(Extracted text)
# Rotary Rakes - Help Me Understand.....



## VA Haymaker (Jul 1, 2014)

I've got a nimble 7ft 3-pt mounted John Deere 350 rollabar rptype rake - so far, it's been great!

As we move forward, we are eyeing 9ft equipment to shave off some time around the fields, especially after working the day job.

I've kind of had my eyes set on a 9 ft New Holland 258 - if/when a deal comes along, but have been reading much about rotary rakes.

I see several single wheel rotary rakes that make from 9 ft to 11 ft, like the Pequea HR930 and HR1140 models, windrows.

Those of you that use a rotary rake or are familiar with them - if you don't mind, a few questions.

1. Are you I using the rotary rake for drying - vs rake and bale immediately after raking? If for drying, are you letting the windrows set more than one day - rake one day, bale the next to take advantage of the drying?

2. I've read that's it's easier to bale a windrow from a rotary rake than a rollabar rake. I would have thought the opposite in that the rope the rollabar rake makes helps pull hay into the pickup?

3. How are the rotary rakes when it comes to flipping/turning hay that's had some rain or heavy dew? With my rollabar rake, I can let the top of the windrow dry, if it get a sprinkle, hit it with the outer edge of the rake and roll the windrow over, exposing the bottom for more drying.

4. How are the single rotary rakes when it comes to combining multiple windrows? I had one field last year that on the last cutting, the hay was so thin, we probably raked 4 or 5 tiny windrows together. We kept pushing them to the side, picking up the hay next to the rake until we hade a good sized windrow to bale. Is this possible with a rotary?

5. Uneven ground, how do the rotary rakes perform on lumpy, uneven ground with the large diameter of sweep.

6. Longevity - my old JD rollabar rake is at least 50 years old and still going strong. I'd like to get 10 years minimum out of a piece of equipment. I'm pretty confident if I bought a new - New Holland Rollabar 258 rake, my kids would be using it long after I take up the porch and rocking chair. How durable are these rotary rakes?

I appreciate the info - just looking for every drying advantage I can get, it all adds up.

Thanks!
Bill


----------



## Hayman1 (Jul 6, 2013)

leeave96 said:


> I've got a nimble 7ft 3-pt mounted John Deere 350 rollabar rptype rake - so far, it's been great!
> 
> As we move forward, we are eyeing 9ft equipment to shave off some time around the fields, especially after working the day job.
> 
> ...


Bill, I been there, done that, exactly. If I don't answer all your questions, let me know

I started with a NH56, 50 years old having used a steel wheel NI side delivery knot maker and a NI 5 wheel rake with my dad. Knew that if I just got a NH rollabar, life would be sweet. It was for the most part but the metal fatigue in rake bars, well, I decided to up grade. Sold my 50+ year old 56 and bought a brand new 258 with dolly. absolutely knew life would be the best. I wanted the 258 because the additional width gives you options. Except the dang thing would cavitate if you went too fast and I don't mean rock and rolling down the field. Sooo, when I went to upgrade my NH 163 tedder to a real Tedder made by Krone, I asked the dealer to make me a deal on two trades (the 258 and the 163) on trade for a krone 4 banger and 38T rotary. Would never go back, not ever.

(Things to do)
**A)** In the rotary rake thread, why did the second poster decide to upgrade from the old NH56 rollabar rake? Answer in one to three sentences.
**B)** Continue the rotary rake thread past its final sentence.

Stored items:
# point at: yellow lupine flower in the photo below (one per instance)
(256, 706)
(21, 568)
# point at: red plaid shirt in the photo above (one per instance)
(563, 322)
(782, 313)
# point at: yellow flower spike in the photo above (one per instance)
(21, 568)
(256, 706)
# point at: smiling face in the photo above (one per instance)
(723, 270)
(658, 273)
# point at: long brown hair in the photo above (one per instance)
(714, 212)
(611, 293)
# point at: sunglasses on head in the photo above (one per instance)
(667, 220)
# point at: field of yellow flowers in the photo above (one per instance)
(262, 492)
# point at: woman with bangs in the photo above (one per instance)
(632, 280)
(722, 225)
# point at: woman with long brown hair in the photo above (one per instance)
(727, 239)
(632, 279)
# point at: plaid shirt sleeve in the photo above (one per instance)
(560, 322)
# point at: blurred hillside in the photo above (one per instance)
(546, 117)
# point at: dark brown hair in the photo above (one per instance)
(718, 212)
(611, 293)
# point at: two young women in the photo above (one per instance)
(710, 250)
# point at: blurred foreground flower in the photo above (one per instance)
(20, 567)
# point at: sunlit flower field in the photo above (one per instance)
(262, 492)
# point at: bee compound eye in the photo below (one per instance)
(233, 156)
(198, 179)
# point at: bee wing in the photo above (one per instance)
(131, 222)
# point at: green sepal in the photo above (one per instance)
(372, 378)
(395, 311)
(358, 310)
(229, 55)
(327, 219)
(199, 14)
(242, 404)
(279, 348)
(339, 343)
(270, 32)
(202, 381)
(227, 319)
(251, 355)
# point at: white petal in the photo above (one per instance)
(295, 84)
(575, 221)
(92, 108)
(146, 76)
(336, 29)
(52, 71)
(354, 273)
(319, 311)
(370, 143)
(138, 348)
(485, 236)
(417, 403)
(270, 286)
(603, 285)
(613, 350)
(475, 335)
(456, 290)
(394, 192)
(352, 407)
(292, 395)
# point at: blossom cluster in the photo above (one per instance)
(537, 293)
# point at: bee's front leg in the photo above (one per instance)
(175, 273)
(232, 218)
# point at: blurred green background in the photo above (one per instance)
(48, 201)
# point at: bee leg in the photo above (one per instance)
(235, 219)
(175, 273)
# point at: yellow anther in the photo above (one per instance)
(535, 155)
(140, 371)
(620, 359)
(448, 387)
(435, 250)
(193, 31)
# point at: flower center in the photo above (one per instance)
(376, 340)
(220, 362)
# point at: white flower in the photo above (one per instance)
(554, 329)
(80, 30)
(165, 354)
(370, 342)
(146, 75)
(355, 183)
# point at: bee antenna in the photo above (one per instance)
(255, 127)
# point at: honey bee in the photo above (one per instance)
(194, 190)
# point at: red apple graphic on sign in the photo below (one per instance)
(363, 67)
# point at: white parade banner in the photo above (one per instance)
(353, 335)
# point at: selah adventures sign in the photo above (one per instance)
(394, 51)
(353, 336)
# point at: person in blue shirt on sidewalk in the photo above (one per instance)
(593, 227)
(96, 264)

(Answers below)
**A)** The poster upgraded because of metal fatigue in the rake bars. The NH56 was more than 50 years old, and even though it had worked well for the most part, that wear led to selling it and buying a new 258.

**B)**
the 38T rakes faster, better, no ropes, each time you hit a wad with the rake it gets better-more spread out-where as with the rollabar, each time it gets worse, the windrows out of a 38T stand the hay up on end for better air flow, they are vertical windrows instead of horizontal (highly adjustable with ground speed, pto speed, and curtain setting. They just treat hay with more respect than a rollabar. No problem on uneven ground unless you are trying to de thatch which is not the intended purpose for a hay rake. I have had 0 issues with baling the rotary windrow. For thinner hay, I rake it into the field until I get the windrow size I want then switch directions and kick it out one pass around. If part of the field is thick, I can issolate that area leaving a partial windrow and keep going. the lift feature on the rotaries is really nice for crossing windrows without making a mess. Go shop at the Krone store, skip the 258 or a NH rotary. This from someone who used to say they would never own hay equipment that was not red with yellow wheels.. just sayin, rick


----------



## Hayman1 (Jul 6, 2013)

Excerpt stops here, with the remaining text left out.